*** Opening Text shown ***

In order to properly describe the plated coin, and to clarify the manufacturing technique, the 
morphology and bulk structure of each was investigated by means of neutron tomography. This 
method is a valuable analytical tool to extract and quantify information such as morphology, 
porosity inclusions and the presence of composite structures. Most importantly neutron 
tomography is non-destructive. As demonstrated in [4], by detecting and evaluating structural 
features, relevant information on the manufacturing process can be inferred. 
 
Table 1: Inventory number, provenance and physical details are listed for the three coins. [5] 
[6] 
Inv. 07GS527 16A25 14A09 
 
 
 
 
City Metapontum Kroton Athens 
Year 510-470 BC 510-480 BC 525-515 BC 
Diameter 24 mm ~20 mm ~17 mm 
Weight 8.1 g 7.4 g 6.7 g 
 
The neutron tomography analysis was performed on DINGO, the ACNS1 neutron imaging 
instrument located on a thermal beam tangentially facing the 20MW OPAL research reactor at 
ANSTO2, Sydney [12]. 
The measurements were conducted in the high-resolution acquisition mode (with the ratio of 
collimator-detector length L to inlet collimator diameter D equals to 1000) with a pixel size of 27 
µm by setting a 55x55 mm2 field of view with 100 mm lens coupled with a 50µm thick 
scintillation screen. In this configuration, up to 4 samples can be mounted in an aluminium 
cylindrical holder and measured at the same time. The coins were spaced with aluminium foil.

*** Closing Text shown ***
*** Opening Given data ***

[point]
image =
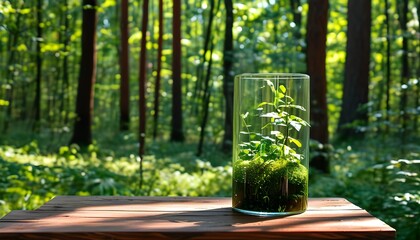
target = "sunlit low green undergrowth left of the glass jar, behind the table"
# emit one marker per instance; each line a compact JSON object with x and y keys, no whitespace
{"x":29,"y":178}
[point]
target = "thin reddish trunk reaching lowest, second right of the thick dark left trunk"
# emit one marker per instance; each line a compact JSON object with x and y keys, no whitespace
{"x":142,"y":78}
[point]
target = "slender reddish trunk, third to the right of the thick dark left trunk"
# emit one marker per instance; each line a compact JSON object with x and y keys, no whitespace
{"x":159,"y":70}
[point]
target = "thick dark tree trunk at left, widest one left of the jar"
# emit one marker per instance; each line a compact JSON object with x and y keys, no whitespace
{"x":82,"y":133}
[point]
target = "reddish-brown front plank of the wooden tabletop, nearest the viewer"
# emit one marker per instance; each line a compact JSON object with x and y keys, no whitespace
{"x":187,"y":222}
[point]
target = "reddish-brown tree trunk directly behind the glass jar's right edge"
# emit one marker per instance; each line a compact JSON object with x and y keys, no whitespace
{"x":316,"y":39}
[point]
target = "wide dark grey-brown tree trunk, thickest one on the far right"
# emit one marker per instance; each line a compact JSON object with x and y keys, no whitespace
{"x":356,"y":77}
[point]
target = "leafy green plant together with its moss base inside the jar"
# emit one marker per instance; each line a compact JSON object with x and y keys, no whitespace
{"x":268,"y":174}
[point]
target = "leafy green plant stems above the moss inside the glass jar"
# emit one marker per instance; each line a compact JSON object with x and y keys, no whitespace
{"x":279,"y":144}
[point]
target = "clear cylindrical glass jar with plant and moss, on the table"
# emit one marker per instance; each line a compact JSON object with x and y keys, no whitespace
{"x":270,"y":144}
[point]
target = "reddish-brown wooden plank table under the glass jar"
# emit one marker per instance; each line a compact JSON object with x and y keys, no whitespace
{"x":100,"y":217}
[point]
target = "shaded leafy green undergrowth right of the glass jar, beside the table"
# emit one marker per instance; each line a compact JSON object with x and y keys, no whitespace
{"x":367,"y":174}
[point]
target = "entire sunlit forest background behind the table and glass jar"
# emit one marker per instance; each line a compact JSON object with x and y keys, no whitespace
{"x":135,"y":97}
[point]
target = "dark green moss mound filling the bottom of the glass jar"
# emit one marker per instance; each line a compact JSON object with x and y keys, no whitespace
{"x":273,"y":185}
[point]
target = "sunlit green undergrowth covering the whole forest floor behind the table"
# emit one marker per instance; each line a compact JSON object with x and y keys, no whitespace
{"x":377,"y":176}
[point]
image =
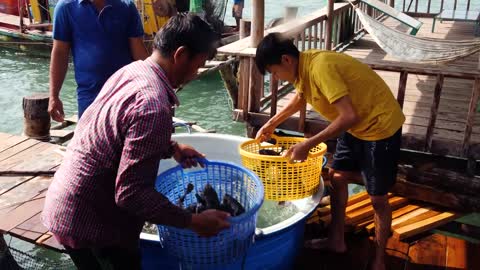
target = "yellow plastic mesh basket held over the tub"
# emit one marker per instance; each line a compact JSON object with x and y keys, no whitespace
{"x":282,"y":180}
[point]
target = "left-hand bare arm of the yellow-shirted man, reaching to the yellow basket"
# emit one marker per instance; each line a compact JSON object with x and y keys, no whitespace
{"x":293,"y":106}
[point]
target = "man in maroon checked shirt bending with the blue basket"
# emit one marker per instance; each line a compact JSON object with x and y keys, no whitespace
{"x":103,"y":192}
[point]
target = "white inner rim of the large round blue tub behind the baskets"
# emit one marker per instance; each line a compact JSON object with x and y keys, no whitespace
{"x":224,"y":147}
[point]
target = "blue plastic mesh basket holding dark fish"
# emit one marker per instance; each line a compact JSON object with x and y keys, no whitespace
{"x":230,"y":244}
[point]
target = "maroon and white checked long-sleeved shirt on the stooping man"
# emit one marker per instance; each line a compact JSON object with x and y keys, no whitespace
{"x":104,"y":190}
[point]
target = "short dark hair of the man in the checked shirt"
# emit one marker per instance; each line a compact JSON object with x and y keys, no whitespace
{"x":189,"y":31}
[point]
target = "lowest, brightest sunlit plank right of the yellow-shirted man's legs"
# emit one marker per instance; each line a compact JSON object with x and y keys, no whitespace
{"x":424,"y":225}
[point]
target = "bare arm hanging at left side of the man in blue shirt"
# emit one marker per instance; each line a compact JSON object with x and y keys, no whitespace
{"x":58,"y":69}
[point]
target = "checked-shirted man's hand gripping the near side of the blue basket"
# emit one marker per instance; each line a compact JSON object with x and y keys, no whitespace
{"x":209,"y":223}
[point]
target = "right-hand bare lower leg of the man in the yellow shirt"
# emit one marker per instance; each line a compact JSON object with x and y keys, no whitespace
{"x":383,"y":223}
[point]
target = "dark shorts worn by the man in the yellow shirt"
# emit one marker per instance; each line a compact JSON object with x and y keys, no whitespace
{"x":376,"y":160}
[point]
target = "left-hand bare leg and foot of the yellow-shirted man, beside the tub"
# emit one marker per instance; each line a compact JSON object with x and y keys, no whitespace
{"x":336,"y":235}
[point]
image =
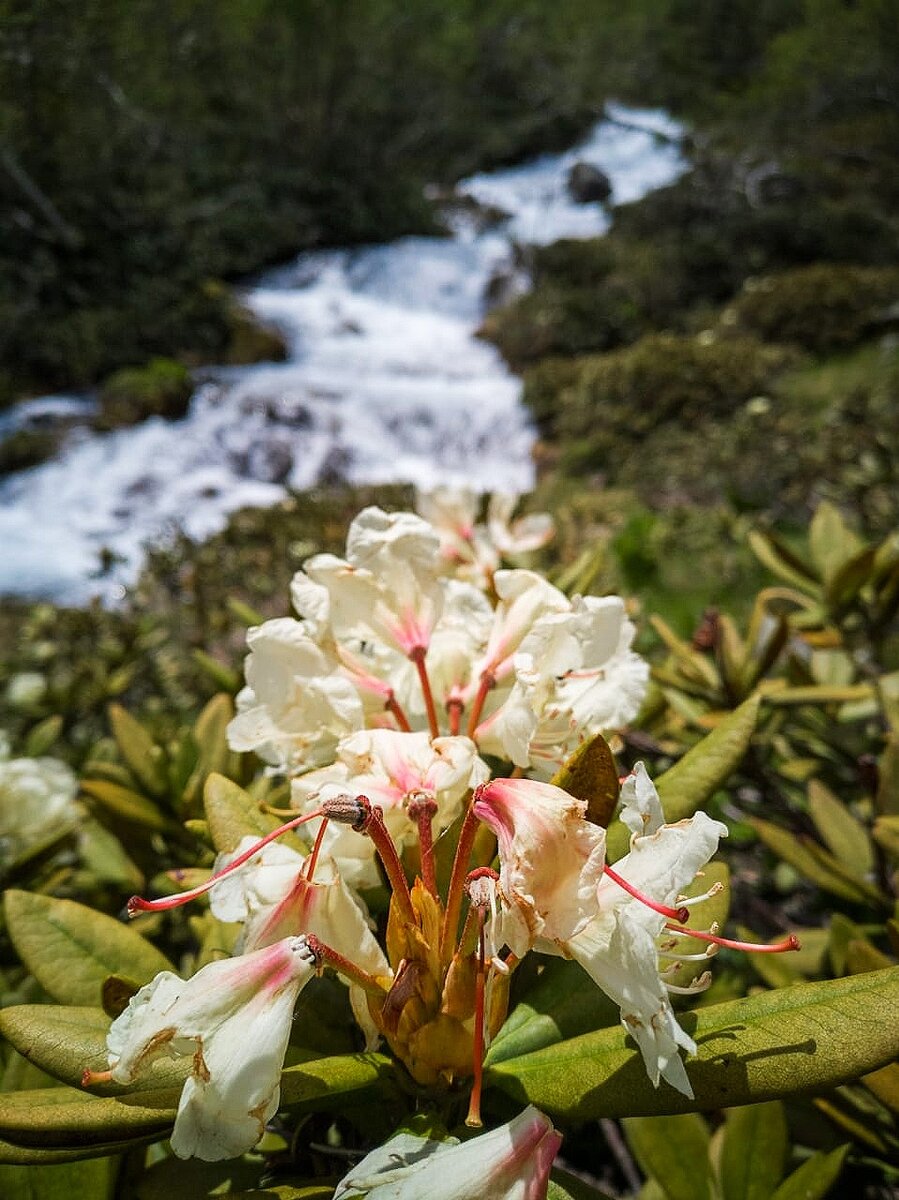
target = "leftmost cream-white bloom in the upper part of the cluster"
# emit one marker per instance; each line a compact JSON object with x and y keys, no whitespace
{"x":297,"y":705}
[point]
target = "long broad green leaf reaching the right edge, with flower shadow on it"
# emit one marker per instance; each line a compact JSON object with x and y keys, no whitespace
{"x":762,"y":1048}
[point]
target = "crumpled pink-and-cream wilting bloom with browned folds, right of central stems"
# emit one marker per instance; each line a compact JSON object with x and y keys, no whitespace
{"x":550,"y":860}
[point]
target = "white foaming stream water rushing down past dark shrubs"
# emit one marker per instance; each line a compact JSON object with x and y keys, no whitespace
{"x":386,"y":382}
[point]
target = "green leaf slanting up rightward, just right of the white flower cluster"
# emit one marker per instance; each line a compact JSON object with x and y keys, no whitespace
{"x":691,"y":783}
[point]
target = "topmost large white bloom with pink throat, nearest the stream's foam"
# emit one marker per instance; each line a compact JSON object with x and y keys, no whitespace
{"x":387,"y":589}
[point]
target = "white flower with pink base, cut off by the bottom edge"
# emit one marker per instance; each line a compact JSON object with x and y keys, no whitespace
{"x":510,"y":1163}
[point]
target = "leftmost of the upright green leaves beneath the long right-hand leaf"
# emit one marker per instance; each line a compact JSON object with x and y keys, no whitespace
{"x":674,"y":1151}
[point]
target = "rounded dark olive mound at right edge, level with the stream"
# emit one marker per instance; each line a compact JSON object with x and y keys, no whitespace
{"x":822,"y":308}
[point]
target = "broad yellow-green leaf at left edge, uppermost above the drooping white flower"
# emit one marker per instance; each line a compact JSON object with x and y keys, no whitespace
{"x":71,"y":950}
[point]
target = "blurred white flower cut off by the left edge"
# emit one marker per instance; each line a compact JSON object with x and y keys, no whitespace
{"x":37,"y":799}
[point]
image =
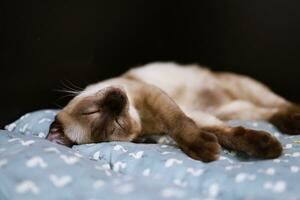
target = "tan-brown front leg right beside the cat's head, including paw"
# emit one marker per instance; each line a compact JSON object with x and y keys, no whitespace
{"x":160,"y":114}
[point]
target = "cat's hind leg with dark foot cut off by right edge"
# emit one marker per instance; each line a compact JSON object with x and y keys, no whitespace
{"x":284,"y":114}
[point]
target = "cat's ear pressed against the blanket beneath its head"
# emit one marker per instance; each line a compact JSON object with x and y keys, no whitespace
{"x":56,"y":135}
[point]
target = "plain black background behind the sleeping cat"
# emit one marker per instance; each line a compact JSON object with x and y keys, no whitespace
{"x":47,"y":43}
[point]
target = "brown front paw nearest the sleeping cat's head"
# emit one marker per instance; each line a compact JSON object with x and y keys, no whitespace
{"x":204,"y":147}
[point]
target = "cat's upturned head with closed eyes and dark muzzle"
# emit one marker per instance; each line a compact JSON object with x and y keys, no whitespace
{"x":92,"y":117}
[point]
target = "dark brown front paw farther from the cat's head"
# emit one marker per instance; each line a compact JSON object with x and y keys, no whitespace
{"x":258,"y":143}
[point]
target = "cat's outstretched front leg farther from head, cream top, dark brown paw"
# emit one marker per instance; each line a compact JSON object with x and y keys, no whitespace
{"x":257,"y":143}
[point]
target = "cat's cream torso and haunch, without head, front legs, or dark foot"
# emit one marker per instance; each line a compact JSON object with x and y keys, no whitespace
{"x":197,"y":89}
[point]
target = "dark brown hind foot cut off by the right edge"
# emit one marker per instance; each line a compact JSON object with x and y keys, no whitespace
{"x":288,"y":120}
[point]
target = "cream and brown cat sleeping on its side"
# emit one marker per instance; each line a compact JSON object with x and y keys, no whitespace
{"x":189,"y":103}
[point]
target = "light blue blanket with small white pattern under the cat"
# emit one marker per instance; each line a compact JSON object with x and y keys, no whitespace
{"x":34,"y":168}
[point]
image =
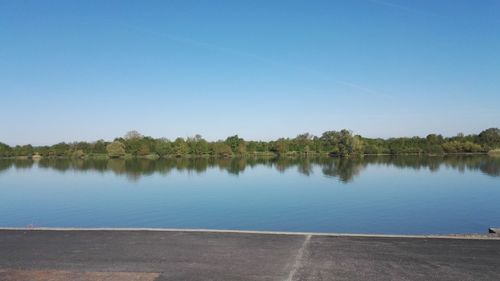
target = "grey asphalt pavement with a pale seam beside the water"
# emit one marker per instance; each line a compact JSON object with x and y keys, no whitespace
{"x":42,"y":255}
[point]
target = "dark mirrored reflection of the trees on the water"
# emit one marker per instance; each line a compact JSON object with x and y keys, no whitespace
{"x":345,"y":170}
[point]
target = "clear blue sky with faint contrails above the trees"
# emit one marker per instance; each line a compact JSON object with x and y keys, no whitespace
{"x":88,"y":70}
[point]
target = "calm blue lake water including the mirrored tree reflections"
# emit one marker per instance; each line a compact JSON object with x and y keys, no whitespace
{"x":412,"y":195}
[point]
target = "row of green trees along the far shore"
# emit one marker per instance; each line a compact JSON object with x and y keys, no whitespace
{"x":334,"y":143}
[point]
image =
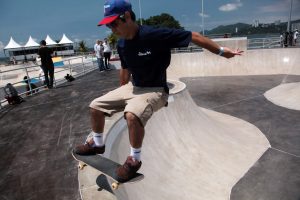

*** Closing Given data ***

Set of tasks:
1 - In the passage on neutron tomography of coins, quote everything from "In order to" down to "can be inferred.".
2 - According to the passage on neutron tomography of coins, what was the pixel size in the high-resolution acquisition mode?
3 - List the cities given for the three coins in the table within the passage on neutron tomography of coins.
The rows are separate material and have nothing to do with the passage on neutron tomography of coins.

Task-by-task answers:
1 -
In order to properly describe the plated coin, and to clarify the manufacturing technique, the 
morphology and bulk structure of each was investigated by means of neutron tomography. This 
method is a valuable analytical tool to extract and quantify information such as morphology, 
porosity inclusions and the presence of composite structures. Most importantly neutron 
tomography is non-destructive. As demonstrated in [4], by detecting and evaluating structural 
features, relevant information on the manufacturing process can be inferred.

2 - 27 µm

3 - Metapontum, Kroton, Athens